*** Opening of STORED DATA ***
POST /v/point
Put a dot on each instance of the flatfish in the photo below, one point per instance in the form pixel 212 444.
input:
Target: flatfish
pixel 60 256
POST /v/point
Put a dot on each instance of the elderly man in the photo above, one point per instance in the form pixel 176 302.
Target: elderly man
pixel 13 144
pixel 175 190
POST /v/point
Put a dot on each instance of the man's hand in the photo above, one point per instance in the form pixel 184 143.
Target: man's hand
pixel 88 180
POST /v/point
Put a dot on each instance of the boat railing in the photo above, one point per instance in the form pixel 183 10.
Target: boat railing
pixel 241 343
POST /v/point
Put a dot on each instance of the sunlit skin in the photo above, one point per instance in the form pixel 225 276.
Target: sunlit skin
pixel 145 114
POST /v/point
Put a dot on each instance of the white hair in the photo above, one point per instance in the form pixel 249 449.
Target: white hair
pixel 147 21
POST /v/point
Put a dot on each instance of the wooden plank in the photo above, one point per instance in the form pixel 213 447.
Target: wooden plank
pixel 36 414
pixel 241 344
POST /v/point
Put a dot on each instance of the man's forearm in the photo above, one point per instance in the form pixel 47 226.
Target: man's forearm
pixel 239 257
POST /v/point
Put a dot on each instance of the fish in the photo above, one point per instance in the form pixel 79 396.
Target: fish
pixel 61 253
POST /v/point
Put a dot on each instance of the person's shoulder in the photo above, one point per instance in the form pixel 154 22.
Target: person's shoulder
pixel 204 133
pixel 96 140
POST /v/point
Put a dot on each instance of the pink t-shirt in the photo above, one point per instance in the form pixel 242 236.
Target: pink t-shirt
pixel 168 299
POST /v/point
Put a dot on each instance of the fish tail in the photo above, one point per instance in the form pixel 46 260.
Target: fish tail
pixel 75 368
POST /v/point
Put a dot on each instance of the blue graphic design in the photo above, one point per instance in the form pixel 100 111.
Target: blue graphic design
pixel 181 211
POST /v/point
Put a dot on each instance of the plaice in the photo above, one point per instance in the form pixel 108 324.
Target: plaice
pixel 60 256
*** Close of STORED DATA ***
THE PROBLEM: Set the whole listing down again, unchanged.

ANSWER:
POST /v/point
Put a dot on each instance of the flatfish in the photo below, one point per instance in the form pixel 212 444.
input:
Target: flatfish
pixel 60 256
POST /v/point
Put a dot on each instance of the elderly man in the photo above, one point per instance in the form pixel 176 302.
Target: elderly man
pixel 13 144
pixel 175 190
POST /v/point
Put a dot on each instance of the man's hand in the photo above, one point per instance in the form pixel 184 143.
Target: man's hand
pixel 88 180
POST /v/point
Put a dot on each instance of the boat railing in the photo above, one point per instance in the form pixel 183 10.
Target: boat railing
pixel 241 343
POST /v/point
Put a dot on each instance of the sunlit skin in the photo above, one point per instance in the form pixel 225 276.
Target: sunlit skin
pixel 145 114
POST /v/point
Put a dot on each instance of the white hair in the photo above, one point per instance in the form pixel 249 449.
Target: white hair
pixel 147 21
POST /v/point
Put a dot on each instance of the wooden plank in the photo above, one point per instance in the form pixel 213 447.
Target: wooden plank
pixel 36 414
pixel 241 344
POST /v/point
Put a dot on each instance of the man's forearm in the photo above, one point per instance in the form pixel 47 226.
Target: man's forearm
pixel 239 257
POST /v/point
Put a dot on each instance of the fish in the photo above, one point per instance in the form pixel 79 396.
Target: fish
pixel 61 253
POST /v/point
Put a dot on each instance of the person's shoulder in the photo above, one point per instance in the form pixel 154 22.
Target: person's shoulder
pixel 204 133
pixel 96 140
POST /v/point
Put a dot on each instance of the pink t-shirt in the photo above, one point per instance in the form pixel 242 236.
Target: pink t-shirt
pixel 168 299
POST /v/point
Put a dot on each instance of the fish tail in the photo above, one point per instance in the form pixel 46 260.
Target: fish tail
pixel 75 368
POST /v/point
Put a dot on each instance of the blue graphic design in the photo above, one point per instance in the form pixel 100 111.
Target: blue graphic design
pixel 181 211
POST /v/point
Put a dot on each instance of the plaice in the photo above, one point per instance in the form pixel 108 324.
Target: plaice
pixel 60 256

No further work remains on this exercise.